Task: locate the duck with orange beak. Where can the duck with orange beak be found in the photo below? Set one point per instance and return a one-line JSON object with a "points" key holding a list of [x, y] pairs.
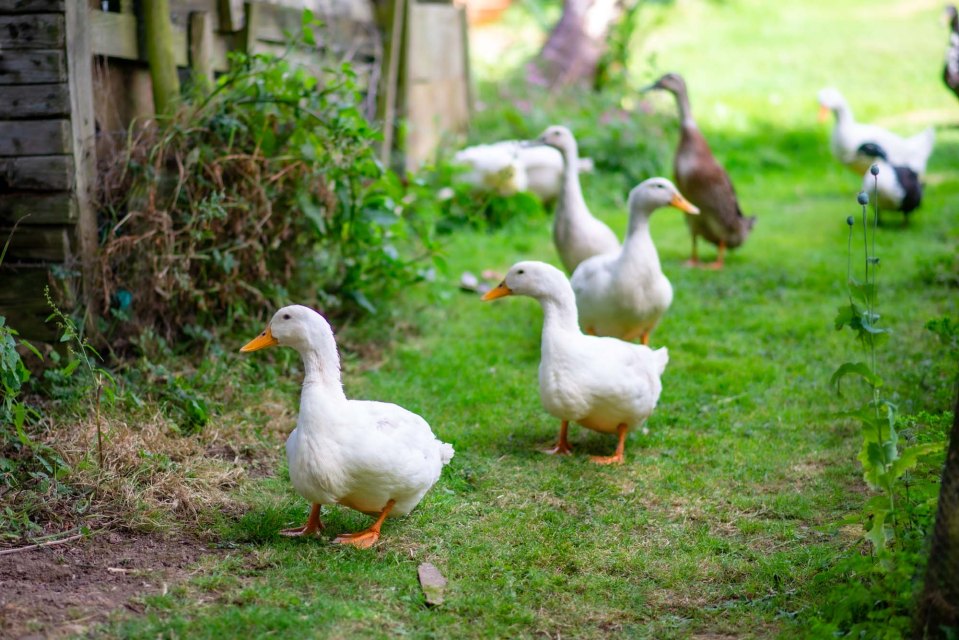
{"points": [[604, 384], [624, 294], [373, 457]]}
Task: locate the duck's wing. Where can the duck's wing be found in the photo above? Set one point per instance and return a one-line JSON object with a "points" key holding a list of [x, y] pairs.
{"points": [[712, 191]]}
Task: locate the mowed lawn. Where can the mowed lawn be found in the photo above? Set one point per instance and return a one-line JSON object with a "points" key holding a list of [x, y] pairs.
{"points": [[720, 521]]}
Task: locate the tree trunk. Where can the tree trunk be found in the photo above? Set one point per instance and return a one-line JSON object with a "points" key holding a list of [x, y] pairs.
{"points": [[939, 604], [159, 44], [575, 44]]}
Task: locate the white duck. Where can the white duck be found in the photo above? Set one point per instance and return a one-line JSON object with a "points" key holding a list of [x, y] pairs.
{"points": [[512, 166], [576, 233], [898, 188], [374, 457], [624, 293], [848, 135], [604, 384]]}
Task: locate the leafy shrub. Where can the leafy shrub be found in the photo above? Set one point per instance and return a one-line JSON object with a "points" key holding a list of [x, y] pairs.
{"points": [[872, 594], [266, 190]]}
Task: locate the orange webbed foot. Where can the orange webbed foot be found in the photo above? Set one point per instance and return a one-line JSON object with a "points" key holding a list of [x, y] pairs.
{"points": [[616, 458], [361, 540]]}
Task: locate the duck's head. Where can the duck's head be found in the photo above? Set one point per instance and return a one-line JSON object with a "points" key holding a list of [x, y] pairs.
{"points": [[530, 278], [654, 193], [291, 326], [558, 137], [872, 150], [829, 100], [672, 82]]}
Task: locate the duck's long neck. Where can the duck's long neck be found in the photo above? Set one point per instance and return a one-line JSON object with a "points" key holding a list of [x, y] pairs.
{"points": [[321, 364], [638, 246], [571, 198], [559, 313], [685, 112]]}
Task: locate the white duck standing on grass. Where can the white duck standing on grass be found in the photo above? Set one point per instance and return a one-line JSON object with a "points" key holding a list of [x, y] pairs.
{"points": [[625, 293], [848, 135], [898, 188], [577, 234], [604, 384], [511, 166], [374, 457]]}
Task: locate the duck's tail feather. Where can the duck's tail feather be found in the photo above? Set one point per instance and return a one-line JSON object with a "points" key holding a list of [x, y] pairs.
{"points": [[446, 452], [921, 145]]}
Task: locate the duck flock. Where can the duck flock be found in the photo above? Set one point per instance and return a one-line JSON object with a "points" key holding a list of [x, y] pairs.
{"points": [[380, 459]]}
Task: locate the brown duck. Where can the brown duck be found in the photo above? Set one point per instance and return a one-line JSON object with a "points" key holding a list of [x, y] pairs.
{"points": [[704, 182]]}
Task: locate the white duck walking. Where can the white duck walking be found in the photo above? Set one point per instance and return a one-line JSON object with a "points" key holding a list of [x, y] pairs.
{"points": [[603, 384], [510, 166], [848, 135], [898, 188], [625, 293], [577, 234], [374, 457]]}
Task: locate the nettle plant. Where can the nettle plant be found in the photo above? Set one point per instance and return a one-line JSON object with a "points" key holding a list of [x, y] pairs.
{"points": [[884, 457]]}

● ● ● ● ● ● ●

Goal of the exercise |
Reproduce every entry word for word, but skip any pictures.

Exercise answer |
Task: locate the duck with orange beak. Where can the duck with orange beak be found in the photo below? Set one point per instance and return a one-line JSON object with a "points" key holding a list of [x, y] pairs.
{"points": [[604, 384], [624, 294], [373, 457]]}
Task: locate the duck's wing. Where can the duck's wing be found in the photo above? Set one point per instance and return a one-line JSON object with a "points" key holding a list of [x, y] pairs.
{"points": [[712, 191]]}
Task: locate the mowed lawn. Where can the mowed lawn be found in the photo above? Set one point per instance and return a one-line JSON object with a "points" key holding a list of [x, y] pairs.
{"points": [[720, 521]]}
Task: locate the tree trunk. Where can the tree trunk be found in the photo above? Set one point per instance and return a one-line JSON object with a "points" key holding a list of [x, y] pairs.
{"points": [[939, 604], [159, 44], [575, 44]]}
Task: locate the white duck. Where can the white duck be found in the photo above? Set one point per instance and return a one-line JSON object with a "points" key holding a list of [x, y] pairs.
{"points": [[512, 166], [576, 233], [898, 188], [374, 457], [624, 293], [848, 135], [604, 384]]}
Task: locate the leafy shrub. Where can the leafy shrub be found in the photo above? Set one point per instance and return a one-line JSON object with a "points" key holding a list of [x, y] pairs.
{"points": [[872, 594], [266, 190]]}
Task: locate the orange webbed foot. Where can the orange webbed foot be found in the photo above? Set one point per instance and return a one-line JSON object with a "points" key holding a list of [x, y] pairs.
{"points": [[616, 458], [361, 540]]}
Task: locate the duck's head. Where can the duck's head be found in the photo above? Set one point per instance and return a one-line JSON object with a "points" key holding a list of [x, y] pairs.
{"points": [[530, 278], [654, 193], [291, 326], [558, 137], [872, 150], [829, 100], [672, 82]]}
Task: locate the duck's long neck. Where can the duck's long neck be found in the photo above? Set one point per instance and return a one-line JSON object with a "points" key holding a list of [x, y] pairs.
{"points": [[321, 364], [638, 246], [571, 198], [559, 313], [685, 112]]}
Task: locate the white duck standing on grass. Where can the white duck standing on grass be found in the photo above? Set one point per instance and return a one-line JSON object with a "points" key holding a list of [x, y] pairs.
{"points": [[625, 293], [848, 135], [898, 188], [577, 234], [604, 384], [511, 166], [374, 457]]}
Task: locate the duck's tail feather. Where can the duck's tail feather be found in the photo above? Set one point per instance and return a one-line JSON object with a "points" key holding a list of [x, y] pairs.
{"points": [[446, 452], [921, 145]]}
Task: locate the duck flock. Where can the duck flock be found in the photo above? Set one point per instance and return a one-line JSON object with a "points" key holding a list of [x, y] pairs.
{"points": [[380, 459]]}
Task: locate the brown duck. Where can the brown duck be found in the photo above? Set one point per instance and return a one-line JSON object with a "points" key holding a list of [x, y] pairs.
{"points": [[704, 182]]}
Task: locate the white duck walking. Where can the white duck walking be found in the photo above? Set one point per instance and return a one-line JSON object with a "points" key holding a list of [x, y] pairs.
{"points": [[603, 384], [510, 166], [848, 135], [898, 188], [625, 293], [577, 234], [374, 457]]}
Task: locate the nettle plant. Where can the nettle plant be found in the photo above? Set one point per instance and return a one-line JSON object with a "points" key holding a list of [x, y] pairs.
{"points": [[884, 457]]}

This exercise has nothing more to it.